Material shown =
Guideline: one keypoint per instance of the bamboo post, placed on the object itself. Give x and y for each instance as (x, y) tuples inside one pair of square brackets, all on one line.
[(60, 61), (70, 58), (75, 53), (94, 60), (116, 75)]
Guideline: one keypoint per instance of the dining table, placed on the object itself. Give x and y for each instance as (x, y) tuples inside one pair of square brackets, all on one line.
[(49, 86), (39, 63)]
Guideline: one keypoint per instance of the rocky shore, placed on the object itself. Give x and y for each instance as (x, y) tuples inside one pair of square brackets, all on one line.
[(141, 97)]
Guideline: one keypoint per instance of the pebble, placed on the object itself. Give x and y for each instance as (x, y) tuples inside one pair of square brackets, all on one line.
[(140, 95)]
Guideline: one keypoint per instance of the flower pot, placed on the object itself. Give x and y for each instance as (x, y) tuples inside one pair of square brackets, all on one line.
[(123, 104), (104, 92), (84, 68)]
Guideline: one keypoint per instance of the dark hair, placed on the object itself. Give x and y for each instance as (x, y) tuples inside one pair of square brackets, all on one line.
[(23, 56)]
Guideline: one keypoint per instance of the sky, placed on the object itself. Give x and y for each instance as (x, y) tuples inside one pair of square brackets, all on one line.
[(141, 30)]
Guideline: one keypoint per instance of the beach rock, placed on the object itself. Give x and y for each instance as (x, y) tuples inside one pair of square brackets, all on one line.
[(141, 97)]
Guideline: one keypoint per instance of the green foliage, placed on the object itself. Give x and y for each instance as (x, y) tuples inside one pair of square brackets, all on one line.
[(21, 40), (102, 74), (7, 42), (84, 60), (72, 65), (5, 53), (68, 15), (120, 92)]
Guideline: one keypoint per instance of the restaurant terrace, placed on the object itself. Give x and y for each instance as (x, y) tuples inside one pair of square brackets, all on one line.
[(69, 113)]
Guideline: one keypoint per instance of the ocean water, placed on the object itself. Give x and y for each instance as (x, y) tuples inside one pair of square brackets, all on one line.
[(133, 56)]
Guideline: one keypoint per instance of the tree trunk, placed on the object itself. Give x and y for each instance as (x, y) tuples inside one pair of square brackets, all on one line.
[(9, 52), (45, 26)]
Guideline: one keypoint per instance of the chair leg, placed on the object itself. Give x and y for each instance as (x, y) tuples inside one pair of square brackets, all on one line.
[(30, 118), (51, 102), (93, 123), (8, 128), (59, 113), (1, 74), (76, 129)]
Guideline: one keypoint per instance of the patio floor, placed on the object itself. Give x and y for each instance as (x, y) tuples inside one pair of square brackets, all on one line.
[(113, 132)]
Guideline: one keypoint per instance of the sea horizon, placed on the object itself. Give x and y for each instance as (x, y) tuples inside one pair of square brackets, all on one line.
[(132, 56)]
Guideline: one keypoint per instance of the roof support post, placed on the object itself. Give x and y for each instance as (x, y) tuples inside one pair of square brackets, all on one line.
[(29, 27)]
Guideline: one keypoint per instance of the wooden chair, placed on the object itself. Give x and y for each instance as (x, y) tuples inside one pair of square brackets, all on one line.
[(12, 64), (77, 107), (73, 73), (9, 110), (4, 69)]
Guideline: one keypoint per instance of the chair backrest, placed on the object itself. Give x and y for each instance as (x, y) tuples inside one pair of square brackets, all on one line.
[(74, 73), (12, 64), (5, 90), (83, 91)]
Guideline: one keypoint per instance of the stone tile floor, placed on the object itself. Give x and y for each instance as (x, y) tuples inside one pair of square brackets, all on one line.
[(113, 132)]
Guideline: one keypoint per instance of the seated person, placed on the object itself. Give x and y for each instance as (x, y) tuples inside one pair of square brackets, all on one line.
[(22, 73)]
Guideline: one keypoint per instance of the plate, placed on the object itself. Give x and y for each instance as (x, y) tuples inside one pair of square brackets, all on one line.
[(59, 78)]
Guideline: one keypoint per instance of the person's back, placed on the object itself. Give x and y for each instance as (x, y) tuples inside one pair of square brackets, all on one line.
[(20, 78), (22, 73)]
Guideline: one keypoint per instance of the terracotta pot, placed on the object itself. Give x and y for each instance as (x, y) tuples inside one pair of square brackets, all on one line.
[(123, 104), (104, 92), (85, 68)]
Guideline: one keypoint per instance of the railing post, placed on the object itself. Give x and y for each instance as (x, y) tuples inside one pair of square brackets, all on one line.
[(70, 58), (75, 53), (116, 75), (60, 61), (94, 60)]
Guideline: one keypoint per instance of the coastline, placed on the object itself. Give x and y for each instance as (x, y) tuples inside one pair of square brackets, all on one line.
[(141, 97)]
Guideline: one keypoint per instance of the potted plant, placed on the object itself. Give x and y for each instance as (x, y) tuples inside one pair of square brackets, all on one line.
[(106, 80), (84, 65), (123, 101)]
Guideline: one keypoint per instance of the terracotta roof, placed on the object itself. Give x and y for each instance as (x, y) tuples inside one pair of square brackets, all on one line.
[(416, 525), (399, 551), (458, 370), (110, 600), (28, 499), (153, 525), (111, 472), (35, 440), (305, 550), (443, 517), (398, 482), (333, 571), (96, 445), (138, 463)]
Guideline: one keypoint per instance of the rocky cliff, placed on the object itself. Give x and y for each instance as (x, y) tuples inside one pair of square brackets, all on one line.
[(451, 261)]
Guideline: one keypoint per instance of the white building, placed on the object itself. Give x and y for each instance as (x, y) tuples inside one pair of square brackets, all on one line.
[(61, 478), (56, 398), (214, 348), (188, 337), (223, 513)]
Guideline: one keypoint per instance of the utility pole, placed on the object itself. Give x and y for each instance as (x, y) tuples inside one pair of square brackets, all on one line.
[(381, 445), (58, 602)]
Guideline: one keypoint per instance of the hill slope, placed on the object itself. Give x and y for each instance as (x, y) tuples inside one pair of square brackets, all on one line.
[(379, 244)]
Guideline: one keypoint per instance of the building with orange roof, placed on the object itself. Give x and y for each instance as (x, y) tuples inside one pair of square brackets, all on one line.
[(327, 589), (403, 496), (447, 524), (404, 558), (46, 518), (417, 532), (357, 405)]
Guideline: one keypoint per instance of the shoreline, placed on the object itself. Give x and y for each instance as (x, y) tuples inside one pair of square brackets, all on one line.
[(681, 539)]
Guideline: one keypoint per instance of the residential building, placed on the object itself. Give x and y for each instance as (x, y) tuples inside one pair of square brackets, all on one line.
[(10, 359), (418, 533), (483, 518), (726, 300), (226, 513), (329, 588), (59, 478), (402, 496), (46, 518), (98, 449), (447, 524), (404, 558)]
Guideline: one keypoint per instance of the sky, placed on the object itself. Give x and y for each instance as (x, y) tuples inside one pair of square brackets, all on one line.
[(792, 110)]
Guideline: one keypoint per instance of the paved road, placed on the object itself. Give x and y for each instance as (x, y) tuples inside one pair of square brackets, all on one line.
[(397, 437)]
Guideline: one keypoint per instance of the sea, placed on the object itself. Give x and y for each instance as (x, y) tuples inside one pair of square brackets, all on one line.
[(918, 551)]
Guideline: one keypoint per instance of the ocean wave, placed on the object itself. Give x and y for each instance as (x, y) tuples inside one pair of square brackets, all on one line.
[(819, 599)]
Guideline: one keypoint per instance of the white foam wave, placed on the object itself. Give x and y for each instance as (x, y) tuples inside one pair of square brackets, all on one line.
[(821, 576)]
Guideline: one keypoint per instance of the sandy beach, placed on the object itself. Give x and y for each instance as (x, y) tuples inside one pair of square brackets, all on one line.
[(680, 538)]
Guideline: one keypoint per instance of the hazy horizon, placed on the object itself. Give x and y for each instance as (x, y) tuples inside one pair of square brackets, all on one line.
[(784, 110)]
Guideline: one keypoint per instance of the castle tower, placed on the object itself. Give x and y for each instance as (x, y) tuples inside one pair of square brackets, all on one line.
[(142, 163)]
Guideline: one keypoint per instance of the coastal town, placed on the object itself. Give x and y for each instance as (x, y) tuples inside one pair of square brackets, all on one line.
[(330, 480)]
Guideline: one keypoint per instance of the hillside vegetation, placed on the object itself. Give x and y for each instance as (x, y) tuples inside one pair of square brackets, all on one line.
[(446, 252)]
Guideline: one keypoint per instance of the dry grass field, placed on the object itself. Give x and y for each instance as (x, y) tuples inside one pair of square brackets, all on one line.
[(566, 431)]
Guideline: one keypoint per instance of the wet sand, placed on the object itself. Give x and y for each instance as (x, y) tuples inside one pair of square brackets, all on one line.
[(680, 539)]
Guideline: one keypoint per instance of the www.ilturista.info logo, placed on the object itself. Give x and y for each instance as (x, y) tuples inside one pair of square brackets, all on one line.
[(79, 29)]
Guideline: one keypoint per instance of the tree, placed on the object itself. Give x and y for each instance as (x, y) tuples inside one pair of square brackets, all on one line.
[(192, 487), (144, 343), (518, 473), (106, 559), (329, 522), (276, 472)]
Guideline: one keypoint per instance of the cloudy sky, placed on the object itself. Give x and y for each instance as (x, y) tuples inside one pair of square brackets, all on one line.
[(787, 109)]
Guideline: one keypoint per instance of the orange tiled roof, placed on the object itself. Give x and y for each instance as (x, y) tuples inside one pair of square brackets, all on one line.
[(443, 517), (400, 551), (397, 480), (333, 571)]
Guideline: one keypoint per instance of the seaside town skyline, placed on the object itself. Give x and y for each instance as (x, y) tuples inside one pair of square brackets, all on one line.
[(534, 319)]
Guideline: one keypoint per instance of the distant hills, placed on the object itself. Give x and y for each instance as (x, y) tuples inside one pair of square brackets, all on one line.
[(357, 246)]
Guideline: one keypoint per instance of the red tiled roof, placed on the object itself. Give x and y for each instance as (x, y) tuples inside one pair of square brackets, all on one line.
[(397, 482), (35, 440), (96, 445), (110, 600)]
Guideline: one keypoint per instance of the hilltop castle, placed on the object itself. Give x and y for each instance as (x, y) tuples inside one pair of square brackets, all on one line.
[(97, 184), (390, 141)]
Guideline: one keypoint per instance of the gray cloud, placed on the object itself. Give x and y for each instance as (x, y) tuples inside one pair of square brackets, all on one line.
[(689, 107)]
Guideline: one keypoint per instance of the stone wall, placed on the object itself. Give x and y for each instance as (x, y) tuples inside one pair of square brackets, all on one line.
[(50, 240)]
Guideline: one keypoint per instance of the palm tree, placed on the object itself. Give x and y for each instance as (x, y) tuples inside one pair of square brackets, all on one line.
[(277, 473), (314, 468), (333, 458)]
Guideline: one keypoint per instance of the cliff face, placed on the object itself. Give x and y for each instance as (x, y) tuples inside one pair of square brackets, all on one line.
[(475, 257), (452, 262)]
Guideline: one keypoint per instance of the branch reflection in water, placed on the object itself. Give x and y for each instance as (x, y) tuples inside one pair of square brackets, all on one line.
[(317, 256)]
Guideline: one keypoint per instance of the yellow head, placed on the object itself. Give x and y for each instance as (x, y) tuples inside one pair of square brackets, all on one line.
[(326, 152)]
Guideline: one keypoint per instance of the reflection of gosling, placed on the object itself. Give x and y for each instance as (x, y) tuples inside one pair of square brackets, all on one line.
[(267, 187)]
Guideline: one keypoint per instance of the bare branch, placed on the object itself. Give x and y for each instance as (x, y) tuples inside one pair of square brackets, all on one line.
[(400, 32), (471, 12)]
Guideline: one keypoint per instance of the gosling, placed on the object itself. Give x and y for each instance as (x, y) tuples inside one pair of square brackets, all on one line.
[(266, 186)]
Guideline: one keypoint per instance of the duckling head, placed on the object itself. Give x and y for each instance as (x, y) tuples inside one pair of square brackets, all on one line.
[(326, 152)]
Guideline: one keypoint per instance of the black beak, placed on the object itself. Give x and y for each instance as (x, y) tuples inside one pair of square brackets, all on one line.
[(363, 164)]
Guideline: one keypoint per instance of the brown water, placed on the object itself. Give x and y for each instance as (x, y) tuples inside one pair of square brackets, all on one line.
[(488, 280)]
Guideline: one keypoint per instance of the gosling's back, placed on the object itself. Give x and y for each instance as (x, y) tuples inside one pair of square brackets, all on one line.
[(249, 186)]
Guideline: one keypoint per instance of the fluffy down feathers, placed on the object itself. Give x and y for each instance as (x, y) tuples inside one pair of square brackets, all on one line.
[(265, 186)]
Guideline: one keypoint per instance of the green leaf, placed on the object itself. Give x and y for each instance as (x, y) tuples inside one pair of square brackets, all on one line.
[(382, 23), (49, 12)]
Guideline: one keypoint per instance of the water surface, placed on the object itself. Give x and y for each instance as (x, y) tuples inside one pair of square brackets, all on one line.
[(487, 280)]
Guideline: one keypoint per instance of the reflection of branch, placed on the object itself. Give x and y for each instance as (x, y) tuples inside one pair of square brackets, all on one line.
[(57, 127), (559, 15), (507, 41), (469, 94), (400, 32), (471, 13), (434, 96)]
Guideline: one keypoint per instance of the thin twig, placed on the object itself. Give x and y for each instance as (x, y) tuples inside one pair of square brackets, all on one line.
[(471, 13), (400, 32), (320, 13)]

Work required = Above are the records; copy exactly the lines from the one with "Guideline: one keypoint per instance of the green leaf, placed" through the final line.

Right answer =
Guideline: one keypoint per instance of the green leaf, placed on the object itself. Give x and y for each instance as (x, y) tuples inside one pair of square brackets, all on one line.
[(382, 23), (49, 12)]
Guideline: one keypoint per instance of the water surface, placed on the object itself. Give x and y for each instance as (x, y) tuples inside one pair of square brackets, all on one line.
[(487, 280)]
Guideline: one keypoint per instance of the reflection of branch, placed on the object itself. Give x and y for each instance as (x, y) tuples inside one pair of square brackets, all on one line.
[(57, 127), (559, 15), (507, 41), (469, 94), (400, 32), (471, 13), (434, 96)]
Guideline: one keypoint per instance of the thin twig, placed on the object itself. Give x and y for each instance as (x, y) tuples inside one pair of square brackets, all on one line.
[(471, 13), (400, 32), (320, 13)]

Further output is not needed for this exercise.